### Data listing:

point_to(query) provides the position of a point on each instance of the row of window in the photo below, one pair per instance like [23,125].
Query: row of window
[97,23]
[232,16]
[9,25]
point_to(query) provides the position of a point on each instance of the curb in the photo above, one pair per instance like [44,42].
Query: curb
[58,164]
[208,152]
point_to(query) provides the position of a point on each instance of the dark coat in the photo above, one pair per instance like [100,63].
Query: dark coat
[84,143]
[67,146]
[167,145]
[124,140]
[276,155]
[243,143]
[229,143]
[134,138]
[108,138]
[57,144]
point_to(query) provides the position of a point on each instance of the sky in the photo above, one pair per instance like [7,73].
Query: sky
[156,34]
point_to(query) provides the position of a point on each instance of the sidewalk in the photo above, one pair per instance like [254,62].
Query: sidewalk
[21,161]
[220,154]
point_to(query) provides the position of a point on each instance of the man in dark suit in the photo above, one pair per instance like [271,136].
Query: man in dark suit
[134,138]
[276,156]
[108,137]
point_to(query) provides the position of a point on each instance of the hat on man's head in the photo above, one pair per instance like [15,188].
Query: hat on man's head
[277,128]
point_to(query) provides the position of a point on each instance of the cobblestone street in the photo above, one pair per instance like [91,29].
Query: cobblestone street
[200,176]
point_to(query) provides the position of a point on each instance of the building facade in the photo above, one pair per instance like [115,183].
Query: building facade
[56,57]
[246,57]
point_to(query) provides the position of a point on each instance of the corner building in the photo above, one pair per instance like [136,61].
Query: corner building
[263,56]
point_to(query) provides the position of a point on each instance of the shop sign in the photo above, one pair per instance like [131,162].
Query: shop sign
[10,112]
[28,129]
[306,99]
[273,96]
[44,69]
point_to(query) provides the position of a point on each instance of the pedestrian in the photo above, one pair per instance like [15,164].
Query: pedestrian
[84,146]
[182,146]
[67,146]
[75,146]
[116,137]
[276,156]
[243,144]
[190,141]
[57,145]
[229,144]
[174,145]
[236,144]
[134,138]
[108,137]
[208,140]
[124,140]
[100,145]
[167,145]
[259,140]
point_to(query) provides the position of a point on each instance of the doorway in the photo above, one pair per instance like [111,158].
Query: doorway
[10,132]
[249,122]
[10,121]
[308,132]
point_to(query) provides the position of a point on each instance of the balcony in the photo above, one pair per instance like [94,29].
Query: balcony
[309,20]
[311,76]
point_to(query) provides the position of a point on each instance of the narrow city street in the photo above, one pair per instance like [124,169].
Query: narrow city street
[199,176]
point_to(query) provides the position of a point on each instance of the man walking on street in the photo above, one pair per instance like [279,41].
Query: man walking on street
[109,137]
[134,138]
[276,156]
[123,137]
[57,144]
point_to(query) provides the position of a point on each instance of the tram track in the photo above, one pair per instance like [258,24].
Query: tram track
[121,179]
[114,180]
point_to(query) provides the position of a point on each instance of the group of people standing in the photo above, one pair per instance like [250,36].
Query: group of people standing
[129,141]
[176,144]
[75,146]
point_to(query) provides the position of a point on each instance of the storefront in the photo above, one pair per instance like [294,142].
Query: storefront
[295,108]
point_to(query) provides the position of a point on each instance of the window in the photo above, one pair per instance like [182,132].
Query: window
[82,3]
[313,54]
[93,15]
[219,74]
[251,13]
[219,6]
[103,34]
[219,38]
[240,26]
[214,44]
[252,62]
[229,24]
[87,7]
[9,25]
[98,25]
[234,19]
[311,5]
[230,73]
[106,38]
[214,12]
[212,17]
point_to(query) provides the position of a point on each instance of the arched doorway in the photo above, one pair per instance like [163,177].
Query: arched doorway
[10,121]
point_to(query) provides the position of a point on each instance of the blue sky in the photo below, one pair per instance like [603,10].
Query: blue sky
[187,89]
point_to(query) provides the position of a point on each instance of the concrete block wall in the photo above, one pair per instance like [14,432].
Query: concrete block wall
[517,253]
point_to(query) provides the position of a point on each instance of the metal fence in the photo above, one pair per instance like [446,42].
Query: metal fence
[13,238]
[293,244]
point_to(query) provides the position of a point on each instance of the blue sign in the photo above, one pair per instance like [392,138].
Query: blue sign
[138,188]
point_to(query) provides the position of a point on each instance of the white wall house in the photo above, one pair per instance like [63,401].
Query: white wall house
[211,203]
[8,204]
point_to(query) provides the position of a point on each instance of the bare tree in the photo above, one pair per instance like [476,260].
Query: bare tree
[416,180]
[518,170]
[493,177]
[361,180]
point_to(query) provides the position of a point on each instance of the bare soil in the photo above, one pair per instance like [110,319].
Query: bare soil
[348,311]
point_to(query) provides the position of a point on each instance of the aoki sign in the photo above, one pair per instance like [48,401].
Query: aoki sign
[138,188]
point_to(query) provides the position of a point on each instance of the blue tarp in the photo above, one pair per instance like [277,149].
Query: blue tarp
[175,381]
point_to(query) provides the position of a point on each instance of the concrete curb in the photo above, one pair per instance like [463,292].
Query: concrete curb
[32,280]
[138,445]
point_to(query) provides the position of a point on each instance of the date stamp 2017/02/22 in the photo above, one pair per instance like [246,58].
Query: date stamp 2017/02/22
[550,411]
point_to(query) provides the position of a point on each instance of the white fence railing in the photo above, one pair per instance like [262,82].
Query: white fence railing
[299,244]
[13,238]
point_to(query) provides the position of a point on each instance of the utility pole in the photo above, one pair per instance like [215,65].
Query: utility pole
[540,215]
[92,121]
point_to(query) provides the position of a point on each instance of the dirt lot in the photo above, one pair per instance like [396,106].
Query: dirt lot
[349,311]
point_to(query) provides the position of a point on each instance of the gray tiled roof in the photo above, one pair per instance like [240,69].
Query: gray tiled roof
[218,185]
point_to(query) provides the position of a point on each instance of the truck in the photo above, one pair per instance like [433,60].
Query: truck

### Your instructions:
Render every line of the material above as a Markdown table with two columns, Row and Text: the line's number in order under Row and the line under Text. Leave out any blank lines.

### Solved problem:
| Row | Text |
|---|---|
| 1 | point_to(query) provides the position of a point on each instance of the row of window in the photo below, one pair per instance like [23,125]. |
| 2 | Query: row of window |
| 3 | [97,23] |
| 4 | [232,16] |
| 5 | [9,25] |
| 6 | point_to(query) provides the position of a point on each instance of the curb in the photo above, one pair per instance like [44,42]. |
| 7 | Query: curb |
| 8 | [58,164] |
| 9 | [208,152] |
| 10 | point_to(query) provides the position of a point on each instance of the dark coat in the photo above, one pair per instance like [100,63]. |
| 11 | Query: dark coat |
| 12 | [84,143] |
| 13 | [67,146] |
| 14 | [167,145] |
| 15 | [124,140] |
| 16 | [276,155] |
| 17 | [243,143] |
| 18 | [229,143] |
| 19 | [134,138] |
| 20 | [108,138] |
| 21 | [57,144] |
| 22 | point_to(query) provides the position of a point on each instance of the sky in the photo above, one pair per instance like [7,73]. |
| 23 | Query: sky |
| 24 | [156,34] |
| 25 | point_to(query) provides the position of a point on each instance of the sidewalk in the photo above, one pair per instance like [254,62]. |
| 26 | Query: sidewalk |
| 27 | [21,161] |
| 28 | [220,154] |
| 29 | point_to(query) provides the position of a point on each instance of the man in dark suit in the photo above, one pair per instance like [271,136]. |
| 30 | Query: man in dark suit |
| 31 | [134,138] |
| 32 | [276,156] |
| 33 | [108,137] |
| 34 | point_to(query) provides the position of a point on each instance of the hat on man's head in the photo above, one pair per instance like [15,188]. |
| 35 | Query: hat on man's head |
| 36 | [277,128] |
| 37 | point_to(query) provides the position of a point on each instance of the cobblestone street in the photo above, one pair per instance like [91,29]. |
| 38 | Query: cobblestone street |
| 39 | [200,176] |
| 40 | point_to(query) provides the position of a point on each instance of the building facade in the photo above, one pair per instance like [115,183]. |
| 41 | Query: building facade |
| 42 | [56,57] |
| 43 | [246,57] |
| 44 | point_to(query) provides the position of a point on each instance of the corner building in the photo above, one pair per instance like [136,61]. |
| 45 | Query: corner building |
| 46 | [263,56] |
| 47 | point_to(query) provides the position of a point on each instance of the shop sign in the photo above, one pair per instance like [131,162]. |
| 48 | Query: shop sign |
| 49 | [10,112] |
| 50 | [28,129] |
| 51 | [306,99] |
| 52 | [273,96] |
| 53 | [44,69] |
| 54 | point_to(query) provides the position of a point on each instance of the pedestrian in the photo above, one pair per instance like [15,164]. |
| 55 | Query: pedestrian |
| 56 | [84,146] |
| 57 | [182,146] |
| 58 | [67,146] |
| 59 | [75,146] |
| 60 | [116,137] |
| 61 | [276,156] |
| 62 | [243,144] |
| 63 | [190,141] |
| 64 | [57,145] |
| 65 | [229,144] |
| 66 | [174,145] |
| 67 | [236,144] |
| 68 | [134,138] |
| 69 | [108,137] |
| 70 | [208,140] |
| 71 | [124,140] |
| 72 | [100,145] |
| 73 | [167,145] |
| 74 | [259,140] |
| 75 | point_to(query) provides the position of a point on each instance of the doorway in the photo above, one pair per instance like [111,158]. |
| 76 | Query: doorway |
| 77 | [10,132] |
| 78 | [249,122] |
| 79 | [10,121] |
| 80 | [308,132] |
| 81 | point_to(query) provides the position of a point on each instance of the balcony in the photo above, one pair per instance like [94,29]. |
| 82 | Query: balcony |
| 83 | [309,20] |
| 84 | [311,76] |
| 85 | point_to(query) provides the position of a point on each instance of the narrow city street in the photo above, one pair per instance like [124,169]. |
| 86 | Query: narrow city street |
| 87 | [199,176] |
| 88 | point_to(query) provides the position of a point on each instance of the man walking on street in the photo above, one pair per instance like [279,41]. |
| 89 | Query: man walking on street |
| 90 | [109,137] |
| 91 | [134,138] |
| 92 | [276,156] |
| 93 | [123,137] |
| 94 | [57,144] |
| 95 | point_to(query) provides the position of a point on each instance of the tram track in the photo above, one pair per instance like [258,24]. |
| 96 | Query: tram track |
| 97 | [121,179] |
| 98 | [114,180] |
| 99 | point_to(query) provides the position of a point on each instance of the group of people standing in the photo above, one pair per instance like [250,36]. |
| 100 | Query: group of people standing |
| 101 | [129,141] |
| 102 | [176,144] |
| 103 | [75,146] |
| 104 | point_to(query) provides the position of a point on each instance of the storefront in the photo above, one pair per instance like [294,142]. |
| 105 | Query: storefront |
| 106 | [295,108] |
| 107 | point_to(query) provides the position of a point on each instance of the window in the photo above, one pair per instance like [182,132]. |
| 108 | Query: window |
| 109 | [82,3] |
| 110 | [313,54] |
| 111 | [93,15] |
| 112 | [219,74] |
| 113 | [251,13] |
| 114 | [219,6] |
| 115 | [103,34] |
| 116 | [219,38] |
| 117 | [240,26] |
| 118 | [214,44] |
| 119 | [252,62] |
| 120 | [229,24] |
| 121 | [87,7] |
| 122 | [9,25] |
| 123 | [98,25] |
| 124 | [234,19] |
| 125 | [311,5] |
| 126 | [230,73] |
| 127 | [106,38] |
| 128 | [214,12] |
| 129 | [212,17] |
| 130 | point_to(query) provides the position of a point on each instance of the arched doorway in the photo above, one pair per instance like [163,177]. |
| 131 | Query: arched doorway |
| 132 | [10,121] |
| 133 | point_to(query) provides the position of a point on each instance of the blue sky in the photo below, one pair per instance like [603,10]. |
| 134 | Query: blue sky |
| 135 | [187,89] |
| 136 | point_to(query) provides the position of a point on each instance of the concrete block wall in the photo above, one pair per instance like [14,432]. |
| 137 | Query: concrete block wall |
| 138 | [517,253] |
| 139 | point_to(query) provides the position of a point on each instance of the metal fence in the photo above, one pair per instance like [446,42]. |
| 140 | Query: metal fence |
| 141 | [13,238] |
| 142 | [293,244] |
| 143 | point_to(query) provides the position of a point on each instance of the blue sign in the photo above, one pair per instance like [392,138]. |
| 144 | Query: blue sign |
| 145 | [138,188] |
| 146 | point_to(query) provides the position of a point on each instance of the white wall house in the photo above, one pair per instance like [63,401]. |
| 147 | Query: white wall house |
| 148 | [211,203] |
| 149 | [8,204] |
| 150 | point_to(query) provides the position of a point on each instance of the bare tree in the photo above, one pair per instance like [476,260]. |
| 151 | Query: bare tree |
| 152 | [416,180] |
| 153 | [518,170] |
| 154 | [493,177] |
| 155 | [361,180] |
| 156 | point_to(query) provides the position of a point on each instance of the bare soil in the photo above, one pair per instance like [110,319]. |
| 157 | Query: bare soil |
| 158 | [348,311] |
| 159 | point_to(query) provides the position of a point on each instance of the aoki sign in the photo above, one pair per instance like [48,401]. |
| 160 | Query: aoki sign |
| 161 | [138,188] |
| 162 | point_to(query) provides the position of a point on each instance of the blue tarp in the photo above, one pair per instance like [277,149]. |
| 163 | Query: blue tarp |
| 164 | [175,381] |
| 165 | point_to(query) provides the position of a point on each instance of the concrete curb in the photo above, one pair per instance like [463,292]. |
| 166 | Query: concrete curb |
| 167 | [32,280] |
| 168 | [138,445] |
| 169 | point_to(query) provides the position of a point on each instance of the date stamp 2017/02/22 in the photo above, one pair per instance like [246,58]. |
| 170 | Query: date stamp 2017/02/22 |
| 171 | [550,411] |
| 172 | point_to(query) provides the position of a point on each instance of the white fence railing in the photo above, one pair per instance like [262,82]. |
| 173 | Query: white fence railing |
| 174 | [299,244] |
| 175 | [13,238] |
| 176 | point_to(query) provides the position of a point on each instance of the utility pole in the photo above, one pair per instance like [215,65]. |
| 177 | Query: utility pole |
| 178 | [540,215] |
| 179 | [92,121] |
| 180 | point_to(query) provides the position of a point on each instance of the dirt lot in the photo above, one pair per instance like [396,106]. |
| 181 | Query: dirt lot |
| 182 | [349,311] |
| 183 | point_to(query) provides the position of a point on each instance of the gray tiled roof in the photo above, one pair per instance like [240,69]. |
| 184 | Query: gray tiled roof |
| 185 | [218,185] |
| 186 | point_to(query) provides the position of a point on each instance of the truck in the photo above, one pair per instance like [433,60]. |
| 187 | Query: truck |